◆ WORK INSTRUCTION: In the records, find each line where "Task" occurs, and copy it.

◆ AVAILABLE DATA:
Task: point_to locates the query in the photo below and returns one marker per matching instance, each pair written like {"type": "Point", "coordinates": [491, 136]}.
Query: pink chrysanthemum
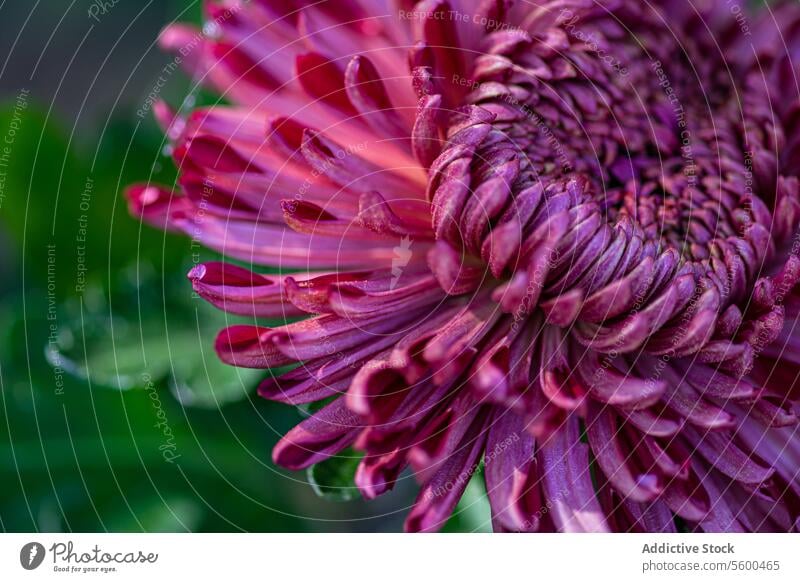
{"type": "Point", "coordinates": [558, 238]}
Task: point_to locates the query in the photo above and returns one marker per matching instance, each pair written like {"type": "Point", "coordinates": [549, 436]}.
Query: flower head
{"type": "Point", "coordinates": [557, 240]}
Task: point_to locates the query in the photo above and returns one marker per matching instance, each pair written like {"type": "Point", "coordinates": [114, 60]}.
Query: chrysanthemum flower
{"type": "Point", "coordinates": [553, 239]}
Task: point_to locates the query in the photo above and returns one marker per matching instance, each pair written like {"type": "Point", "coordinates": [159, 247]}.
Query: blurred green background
{"type": "Point", "coordinates": [115, 414]}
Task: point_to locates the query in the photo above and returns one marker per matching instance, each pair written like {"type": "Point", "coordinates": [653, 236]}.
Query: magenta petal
{"type": "Point", "coordinates": [319, 437]}
{"type": "Point", "coordinates": [568, 484]}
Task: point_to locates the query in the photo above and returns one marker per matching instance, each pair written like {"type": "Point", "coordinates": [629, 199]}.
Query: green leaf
{"type": "Point", "coordinates": [333, 479]}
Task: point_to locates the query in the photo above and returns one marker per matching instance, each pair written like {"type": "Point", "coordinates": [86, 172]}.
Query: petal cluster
{"type": "Point", "coordinates": [554, 242]}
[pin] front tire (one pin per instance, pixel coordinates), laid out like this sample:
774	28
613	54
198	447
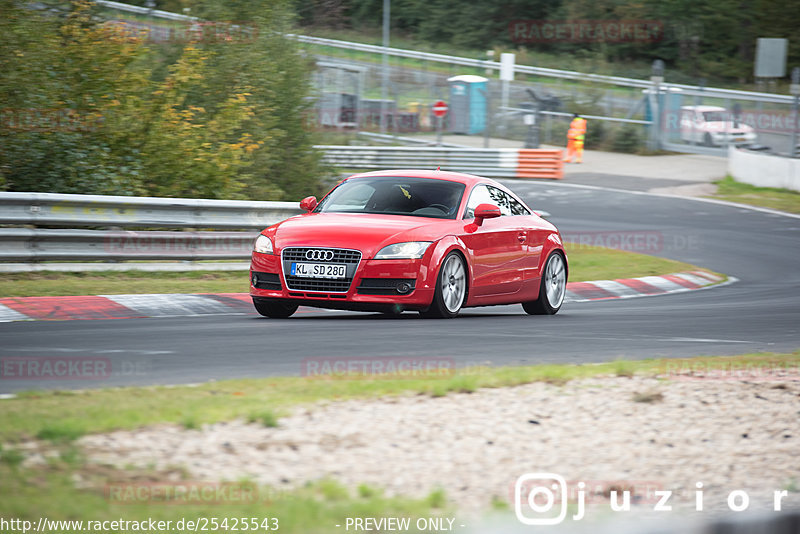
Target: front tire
274	309
451	289
552	289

◆ RESPONSE TO THE EXERCISE:
Task: point_to locates the query in the photo below and returns one marker per matching instance, each pair written like {"type": "Point", "coordinates": [491, 136]}.
Task: point_to locates the query in the photo above and returns one marker per matching instance, each pair written like {"type": "Point", "coordinates": [549, 436]}.
Task: point_to locates the query in the photo above and returns one marker per matching instance, each pair written like {"type": "Point", "coordinates": [114, 60]}.
Task: point_to locates the query in the photo above and returns one marker per matching instance, each pair written like {"type": "Point", "coordinates": [159, 247]}.
Task: point_to locates the query in the photo above and returns one marker per matching instance, each pair written like {"type": "Point", "coordinates": [653, 236]}.
Task: point_to locates the query in the photo above and returns one marker per matching instance, each pair written like {"type": "Point", "coordinates": [629, 199]}.
Task: point_to locates the query in the photo above and returns one marker per matching instance, each pair written like {"type": "Point", "coordinates": [86, 172]}.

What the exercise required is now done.